Vu du Droit
Epstein, Schiappa, Taquet,
quand Plic & Ploc prennent la pose
Régis de Castelnau
Mercredi 14 août 2019
Comme c’était prévisible, le tremblement
de terre de l’affaire Jeffrey Epstein a
produit des répliques chez nous. Dont
celle de deux, parmi les ministres les
plus ridicules de notre gouvernement,
Marlène Schiappa secrétaire d’État
sapiosexuelle et Adrien Taquet aux
attributions obscures et auparavant
passé par la case DSK, c’est dire.
Histoire de tirer des bénéfices
politiques de l’affaire, par un
communiqué de presse commun
ils ont réclamé l’ouverture d’une
enquête en France sur les
agissements du suicidé de Manhattan.
Provoquant les réactions prévisibles de
la Garde des Sceaux et des syndicats de
magistrats qui en ont profité pour
essayer de redorer leurs blasons ternis
par leur attitude pendant la crise des
gilets jaunes.
Cérémonie
expiatoire
La mondialisation
néolibérale est corrompue jusqu’à l’os.
Le terme corruption ici utilisé n’est
pas seulement celui de la définition
juridique qui figure dans le code pénal
et concerne l’achat illégal d’avantages
publics. Il recouvre également cette
corrosion profonde qui s’est installée
et que l’on masque avec des discours
moralisants d’une hypocrisie
confondante. On sait très bien chez les
dominants et ceux qui les soutiennent
que le système est totalement amoral, et
que sa seule loi est celle de l’argent,
celui qui permet tout, achète tout.
Alors de temps en temps, sous le poids
de cette contradiction se déclenchent
des scandales planétaires ou le double
puritanisme du sexe et de l’argent va
pouvoir s’en donner à cœur joie. Malheur
à celui, dont les turpitudes étaient
parfaitement connues de tout le monde,
mais sur lequel va tomber la violence de
la cérémonie expiatoire. Les anciens
amis instantanément dispersés comme une
volée de moineaux, seront en première
ligne de la meute à réclamer les
châtiments les plus terribles.
Je ne sais pas qui
était Jeffrey Epstein, dont j’ai appris
l’existence avec l’information de sa
mort en détention. Je ne sais pas si les
accusations portées contre lui étaient
fondées, mais si c’est le cas, les
termes de prédateur sexuel et de
proxénète et pour tout dire de gros porc
seraient utilisables. Je ne sais pas non
plus s’il s’est suicidé, la thèse d’un
assassinat pour éviter l’élargissement
du scandale n’est pas impossible. En
revanche, je pense que la claire
conscience de ce qui l’attendait a pu
aussi le pousser à vouloir l’éviter.
....
◆ DÉFI 1
Combien de lignes de la liste ci-dessous contiennent la chaîne "sneaker" ? Donnez uniquement ce nombre.

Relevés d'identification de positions
....
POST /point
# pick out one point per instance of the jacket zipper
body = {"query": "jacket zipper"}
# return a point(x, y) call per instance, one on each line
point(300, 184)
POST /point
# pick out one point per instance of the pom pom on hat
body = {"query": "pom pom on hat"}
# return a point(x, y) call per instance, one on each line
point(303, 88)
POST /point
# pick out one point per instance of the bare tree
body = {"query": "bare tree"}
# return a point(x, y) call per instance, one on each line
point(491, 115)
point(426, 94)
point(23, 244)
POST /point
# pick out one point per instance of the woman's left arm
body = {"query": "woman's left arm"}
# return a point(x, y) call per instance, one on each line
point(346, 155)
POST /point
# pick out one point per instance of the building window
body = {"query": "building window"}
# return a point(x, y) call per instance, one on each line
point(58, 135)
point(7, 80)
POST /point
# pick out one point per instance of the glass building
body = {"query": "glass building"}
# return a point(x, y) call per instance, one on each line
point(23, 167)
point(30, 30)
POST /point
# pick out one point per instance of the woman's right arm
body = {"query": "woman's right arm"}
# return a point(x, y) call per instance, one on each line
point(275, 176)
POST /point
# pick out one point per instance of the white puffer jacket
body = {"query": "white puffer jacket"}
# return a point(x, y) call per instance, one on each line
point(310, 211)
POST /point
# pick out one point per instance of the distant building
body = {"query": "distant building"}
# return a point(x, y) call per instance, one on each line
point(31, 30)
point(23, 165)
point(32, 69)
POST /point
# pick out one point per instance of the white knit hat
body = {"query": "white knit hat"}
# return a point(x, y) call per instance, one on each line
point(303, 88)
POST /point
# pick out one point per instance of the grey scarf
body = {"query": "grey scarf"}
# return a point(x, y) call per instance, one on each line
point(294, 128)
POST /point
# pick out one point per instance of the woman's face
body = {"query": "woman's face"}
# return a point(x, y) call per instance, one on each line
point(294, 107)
....
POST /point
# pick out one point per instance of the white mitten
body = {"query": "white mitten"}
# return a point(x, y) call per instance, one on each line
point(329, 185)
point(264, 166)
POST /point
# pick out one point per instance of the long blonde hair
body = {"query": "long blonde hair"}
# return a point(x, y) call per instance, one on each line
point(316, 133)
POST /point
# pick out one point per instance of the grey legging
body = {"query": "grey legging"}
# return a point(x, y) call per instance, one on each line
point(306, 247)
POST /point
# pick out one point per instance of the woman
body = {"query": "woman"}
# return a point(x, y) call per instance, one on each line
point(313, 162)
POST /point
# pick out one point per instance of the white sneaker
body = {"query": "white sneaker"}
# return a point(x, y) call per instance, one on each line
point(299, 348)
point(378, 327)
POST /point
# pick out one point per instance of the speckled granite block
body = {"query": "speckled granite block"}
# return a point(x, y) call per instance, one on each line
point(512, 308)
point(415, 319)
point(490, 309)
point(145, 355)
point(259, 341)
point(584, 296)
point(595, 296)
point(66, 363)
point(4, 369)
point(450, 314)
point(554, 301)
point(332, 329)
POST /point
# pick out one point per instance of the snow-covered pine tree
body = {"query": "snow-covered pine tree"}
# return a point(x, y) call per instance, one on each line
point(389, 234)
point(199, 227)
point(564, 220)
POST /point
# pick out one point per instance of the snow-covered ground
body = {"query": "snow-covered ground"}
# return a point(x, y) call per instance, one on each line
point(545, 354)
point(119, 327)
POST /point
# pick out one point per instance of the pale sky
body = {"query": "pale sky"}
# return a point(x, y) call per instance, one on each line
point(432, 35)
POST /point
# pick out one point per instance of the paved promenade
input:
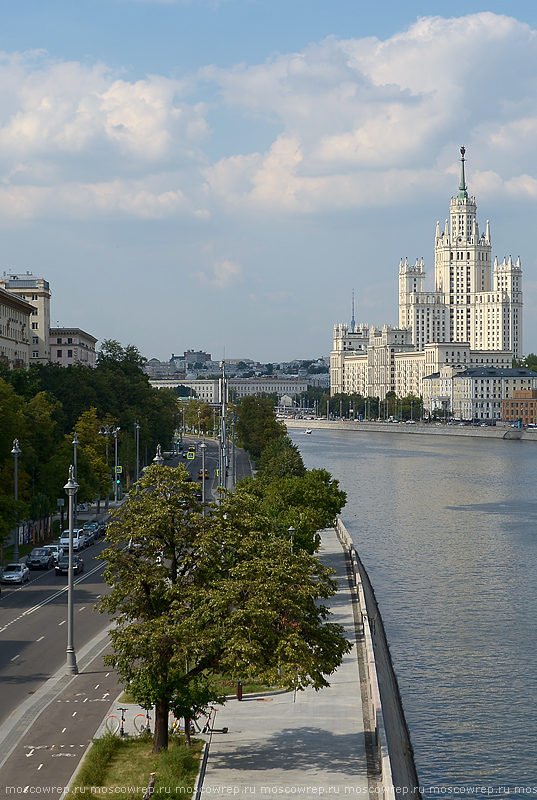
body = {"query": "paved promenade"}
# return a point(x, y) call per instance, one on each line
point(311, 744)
....
◆ DÉFI 2
Veuillez prolonger la chronique sur l'affaire Epstein, plus haut, à partir de sa dernière phrase.

◆ RÉSULTAT DE L'EXERCICE 1
2

◆ RÉSULTAT DE L'EXERCICE 2
Plic & Ploc la
ramènent
Revenons aux propos
de nos Plic & Ploc gouvernementaux
avides d’exposition médiatique. Tout
d’abord, la classique niaiserie
victimaire attribuant à la Justice une
mission qui n’est pas la sienne : «
la mort de Monsieur Epstein ne doit pas
priver les victimes de la justice à
laquelle elles ont droit : c’est une
condition essentielle de leur
reconstruction. » On va donc
rabâcher à nouveau que la Justice est là
pour appréhender des faits, les
qualifier, et après un débat
contradictoire prononcer la sanction que
mérite leur auteur. Les juges ne sont
pas des psychiatres. Ensuite, il est
atterrant d’être contraint de rappeler
qu’on ne juge pas les morts. C’est un
principe fondamental qui a plusieurs
motifs, et en particulier celui que
l’accusé ne peut plus se défendre. Et
nos duettistes de poursuivre : «
l’enquête américaine a mis en lumière
des liens avec la France. Il nous semble
fondamental pour les victimes, qu’une
enquête soit ouverte en France afin que
toute la lumière soit faite. »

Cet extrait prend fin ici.